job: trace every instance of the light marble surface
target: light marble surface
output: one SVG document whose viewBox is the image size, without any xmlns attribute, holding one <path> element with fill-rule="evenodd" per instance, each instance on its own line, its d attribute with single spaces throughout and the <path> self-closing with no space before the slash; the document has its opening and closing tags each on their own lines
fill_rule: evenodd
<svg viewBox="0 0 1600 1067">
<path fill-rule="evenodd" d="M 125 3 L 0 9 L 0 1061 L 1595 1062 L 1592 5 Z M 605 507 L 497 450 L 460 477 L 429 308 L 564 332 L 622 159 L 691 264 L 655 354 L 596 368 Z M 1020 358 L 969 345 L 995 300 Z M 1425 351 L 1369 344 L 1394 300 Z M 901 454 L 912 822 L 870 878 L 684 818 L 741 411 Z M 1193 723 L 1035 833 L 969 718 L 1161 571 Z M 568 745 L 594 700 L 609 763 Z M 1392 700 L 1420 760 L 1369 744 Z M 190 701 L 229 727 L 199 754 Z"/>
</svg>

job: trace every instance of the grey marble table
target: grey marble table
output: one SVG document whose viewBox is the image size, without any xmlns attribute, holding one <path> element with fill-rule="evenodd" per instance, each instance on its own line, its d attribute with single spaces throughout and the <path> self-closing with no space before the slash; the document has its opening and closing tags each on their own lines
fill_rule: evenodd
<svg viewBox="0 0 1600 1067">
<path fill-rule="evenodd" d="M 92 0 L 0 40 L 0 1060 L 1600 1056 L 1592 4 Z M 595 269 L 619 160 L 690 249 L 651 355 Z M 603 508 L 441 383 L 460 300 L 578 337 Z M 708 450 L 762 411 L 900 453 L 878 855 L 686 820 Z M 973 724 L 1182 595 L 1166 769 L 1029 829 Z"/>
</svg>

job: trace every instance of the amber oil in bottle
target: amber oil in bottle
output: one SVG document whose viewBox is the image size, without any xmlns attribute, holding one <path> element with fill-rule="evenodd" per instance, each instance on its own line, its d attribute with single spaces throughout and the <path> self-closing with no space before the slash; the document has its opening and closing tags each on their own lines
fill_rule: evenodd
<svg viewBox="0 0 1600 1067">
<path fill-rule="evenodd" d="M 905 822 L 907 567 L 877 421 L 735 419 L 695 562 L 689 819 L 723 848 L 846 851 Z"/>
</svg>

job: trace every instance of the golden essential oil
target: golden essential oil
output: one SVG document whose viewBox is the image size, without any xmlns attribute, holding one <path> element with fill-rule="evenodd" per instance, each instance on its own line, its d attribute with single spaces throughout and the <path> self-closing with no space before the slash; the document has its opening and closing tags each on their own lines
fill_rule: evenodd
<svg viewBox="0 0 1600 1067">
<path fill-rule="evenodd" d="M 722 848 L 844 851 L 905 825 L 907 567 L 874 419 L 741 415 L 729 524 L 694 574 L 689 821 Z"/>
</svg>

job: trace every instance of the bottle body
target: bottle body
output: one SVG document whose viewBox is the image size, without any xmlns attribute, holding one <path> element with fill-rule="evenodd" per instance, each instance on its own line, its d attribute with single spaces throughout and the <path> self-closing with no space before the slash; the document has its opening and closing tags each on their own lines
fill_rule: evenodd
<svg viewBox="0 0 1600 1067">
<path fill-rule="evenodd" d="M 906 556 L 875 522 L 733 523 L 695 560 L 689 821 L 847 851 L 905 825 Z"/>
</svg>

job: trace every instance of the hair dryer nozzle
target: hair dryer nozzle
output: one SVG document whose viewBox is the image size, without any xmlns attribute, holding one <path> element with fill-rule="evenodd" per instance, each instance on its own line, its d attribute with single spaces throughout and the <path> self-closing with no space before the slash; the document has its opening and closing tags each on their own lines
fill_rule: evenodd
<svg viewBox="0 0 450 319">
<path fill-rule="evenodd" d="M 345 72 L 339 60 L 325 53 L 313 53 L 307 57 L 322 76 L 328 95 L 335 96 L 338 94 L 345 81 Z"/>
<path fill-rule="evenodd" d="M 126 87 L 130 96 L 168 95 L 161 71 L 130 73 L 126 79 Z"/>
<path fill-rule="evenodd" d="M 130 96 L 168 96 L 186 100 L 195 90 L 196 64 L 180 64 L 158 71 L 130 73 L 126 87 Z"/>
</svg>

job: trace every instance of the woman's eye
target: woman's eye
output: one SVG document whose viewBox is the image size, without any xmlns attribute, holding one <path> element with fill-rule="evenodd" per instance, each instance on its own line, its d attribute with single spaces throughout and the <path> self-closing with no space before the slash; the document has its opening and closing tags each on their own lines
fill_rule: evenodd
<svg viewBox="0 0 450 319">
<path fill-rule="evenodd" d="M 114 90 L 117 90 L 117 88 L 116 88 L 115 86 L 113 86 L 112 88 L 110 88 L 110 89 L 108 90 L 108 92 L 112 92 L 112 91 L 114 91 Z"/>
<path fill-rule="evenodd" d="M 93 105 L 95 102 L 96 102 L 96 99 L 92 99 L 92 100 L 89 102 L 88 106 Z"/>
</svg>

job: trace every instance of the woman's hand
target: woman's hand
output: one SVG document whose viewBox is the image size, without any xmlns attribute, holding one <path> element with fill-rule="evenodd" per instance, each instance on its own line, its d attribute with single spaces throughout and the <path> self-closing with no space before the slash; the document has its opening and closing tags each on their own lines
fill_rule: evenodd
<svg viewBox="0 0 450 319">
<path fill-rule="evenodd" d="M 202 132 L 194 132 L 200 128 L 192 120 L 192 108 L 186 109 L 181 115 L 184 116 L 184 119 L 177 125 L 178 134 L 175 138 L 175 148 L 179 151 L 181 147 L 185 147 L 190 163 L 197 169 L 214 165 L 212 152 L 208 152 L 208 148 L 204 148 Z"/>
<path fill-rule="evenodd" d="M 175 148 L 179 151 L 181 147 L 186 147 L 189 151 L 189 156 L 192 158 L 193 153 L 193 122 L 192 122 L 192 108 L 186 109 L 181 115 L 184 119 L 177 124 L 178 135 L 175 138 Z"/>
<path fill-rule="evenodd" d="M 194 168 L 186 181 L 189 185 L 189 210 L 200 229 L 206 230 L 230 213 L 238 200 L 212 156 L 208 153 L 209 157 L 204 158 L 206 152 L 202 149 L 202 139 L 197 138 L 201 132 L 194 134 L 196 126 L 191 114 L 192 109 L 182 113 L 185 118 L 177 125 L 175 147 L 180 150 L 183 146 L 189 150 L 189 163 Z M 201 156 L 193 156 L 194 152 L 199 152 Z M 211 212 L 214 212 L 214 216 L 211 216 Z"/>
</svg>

*Exercise goal*
Reproduce the material verbatim, line by line.

*Output for this task*
job: trace every instance of the light marble surface
target: light marble surface
output: one SVG document whose viewBox is the image size, without any xmlns attribute, holding one <path> element with fill-rule="evenodd" per instance, each instance on its own line, its d attribute with single spaces throughout and the <path> self-closing with no space before the slash; the document has its opening and closing tags each on their own lines
fill_rule: evenodd
<svg viewBox="0 0 1600 1067">
<path fill-rule="evenodd" d="M 125 3 L 0 9 L 0 1061 L 1595 1062 L 1592 5 Z M 605 507 L 497 450 L 460 477 L 429 308 L 564 332 L 622 159 L 691 264 L 655 354 L 596 368 Z M 1020 358 L 969 345 L 995 300 Z M 1425 351 L 1369 344 L 1394 300 Z M 901 454 L 912 822 L 870 878 L 684 818 L 741 411 Z M 1193 723 L 1035 833 L 969 718 L 1161 571 Z M 568 745 L 594 700 L 609 763 Z M 1392 700 L 1420 760 L 1369 744 Z M 190 701 L 229 727 L 199 754 Z"/>
</svg>

job: trace every instance of the grey marble table
target: grey marble table
output: one SVG document whose viewBox is the image size, without any xmlns attribute, holding one <path> element with fill-rule="evenodd" per instance, each instance on its own line, its d attribute with single spaces throughout and the <path> self-closing with no space before the slash; the document has its opening and closing tags each on their own lines
fill_rule: evenodd
<svg viewBox="0 0 1600 1067">
<path fill-rule="evenodd" d="M 92 0 L 0 40 L 0 1060 L 1600 1056 L 1592 4 Z M 595 269 L 619 160 L 690 249 L 651 355 Z M 603 508 L 441 383 L 460 300 L 578 337 Z M 708 450 L 762 411 L 900 453 L 878 855 L 686 820 Z M 973 724 L 1182 595 L 1166 769 L 1029 829 Z"/>
</svg>

job: trace every instance of the amber oil in bottle
target: amber oil in bottle
output: one SVG document whose viewBox is the image size, without any xmlns attribute, holding one <path> element with fill-rule="evenodd" per instance, each instance on its own line, its d attribute with single spaces throughout and the <path> self-closing with no space before the slash; the document has its opening and closing tags each on their own lines
fill_rule: evenodd
<svg viewBox="0 0 1600 1067">
<path fill-rule="evenodd" d="M 905 822 L 907 567 L 877 421 L 735 419 L 695 562 L 689 819 L 723 848 L 846 851 Z"/>
</svg>

job: trace every instance of the golden essential oil
target: golden essential oil
output: one SVG document whose viewBox is the image size, without any xmlns attribute, holding one <path> element with fill-rule="evenodd" per instance, each instance on its own line, its d attribute with single spaces throughout and the <path> self-closing with no space before the slash; the document has its opening and closing tags each on their own lines
fill_rule: evenodd
<svg viewBox="0 0 1600 1067">
<path fill-rule="evenodd" d="M 722 848 L 844 851 L 905 825 L 907 567 L 874 419 L 741 415 L 729 524 L 694 574 L 689 821 Z"/>
</svg>

job: trace every instance of the bottle body
target: bottle body
output: one SVG document whose viewBox is the image size, without any xmlns attribute, holding one <path> element with fill-rule="evenodd" per instance, each instance on its own line, its d attribute with single spaces throughout and the <path> self-closing with no space before the slash; the document has its opening and closing tags each on their own lines
fill_rule: evenodd
<svg viewBox="0 0 1600 1067">
<path fill-rule="evenodd" d="M 906 556 L 875 522 L 733 523 L 695 560 L 689 821 L 847 851 L 905 825 Z"/>
</svg>

job: trace every instance of the hair dryer nozzle
target: hair dryer nozzle
output: one SVG document whose viewBox is the image size, without any xmlns attribute, holding one <path> element with fill-rule="evenodd" per instance, each instance on its own line, its d attribute with single spaces throughout and the <path> self-closing with no space before the slash; the document has its opening and closing tags each on their own lines
fill_rule: evenodd
<svg viewBox="0 0 450 319">
<path fill-rule="evenodd" d="M 345 72 L 339 60 L 325 53 L 313 53 L 307 57 L 322 76 L 328 95 L 335 96 L 338 94 L 345 81 Z"/>
<path fill-rule="evenodd" d="M 126 87 L 130 96 L 168 95 L 161 71 L 130 73 L 126 79 Z"/>
<path fill-rule="evenodd" d="M 130 96 L 168 96 L 186 100 L 195 90 L 196 64 L 180 64 L 158 71 L 130 73 L 126 87 Z"/>
</svg>

job: trace every instance of the woman's eye
target: woman's eye
output: one SVG document whose viewBox is the image size, without any xmlns attribute, holding one <path> element with fill-rule="evenodd" per instance, each instance on its own line, its d attribute with single spaces throughout and the <path> self-closing with no space before the slash; the document has its opening and closing tags each on their own lines
fill_rule: evenodd
<svg viewBox="0 0 450 319">
<path fill-rule="evenodd" d="M 114 90 L 117 90 L 117 88 L 116 88 L 115 86 L 113 86 L 112 88 L 110 88 L 110 89 L 108 90 L 108 92 L 112 92 L 112 91 L 114 91 Z"/>
<path fill-rule="evenodd" d="M 93 105 L 95 102 L 96 102 L 96 99 L 92 99 L 92 100 L 89 102 L 88 106 Z"/>
</svg>

job: trace every instance of the woman's hand
target: woman's hand
output: one SVG document whose viewBox is the image size, without any xmlns attribute, holding one <path> element with fill-rule="evenodd" per instance, each instance on its own line, its d attribute with single spaces throughout and the <path> self-closing with no space before the slash; the document has its opening and closing tags each on their own lines
fill_rule: evenodd
<svg viewBox="0 0 450 319">
<path fill-rule="evenodd" d="M 202 132 L 194 132 L 200 128 L 192 120 L 192 108 L 186 109 L 181 115 L 184 116 L 184 119 L 177 125 L 178 134 L 175 138 L 175 148 L 179 151 L 181 147 L 185 147 L 190 163 L 197 169 L 214 165 L 212 152 L 208 152 L 208 148 L 204 148 Z"/>
<path fill-rule="evenodd" d="M 175 148 L 179 151 L 181 147 L 186 147 L 189 151 L 189 156 L 192 158 L 193 153 L 193 122 L 192 122 L 192 108 L 186 109 L 181 115 L 184 119 L 177 124 L 178 135 L 175 138 Z"/>
<path fill-rule="evenodd" d="M 194 168 L 186 181 L 189 185 L 189 210 L 200 229 L 206 230 L 230 213 L 238 200 L 212 156 L 208 153 L 209 157 L 204 158 L 206 152 L 202 149 L 202 139 L 197 138 L 201 132 L 194 134 L 196 126 L 191 114 L 192 109 L 182 113 L 185 118 L 177 125 L 175 147 L 180 150 L 183 146 L 189 150 L 189 163 Z M 201 156 L 193 156 L 194 152 L 199 152 Z M 211 212 L 214 212 L 214 216 L 211 216 Z"/>
</svg>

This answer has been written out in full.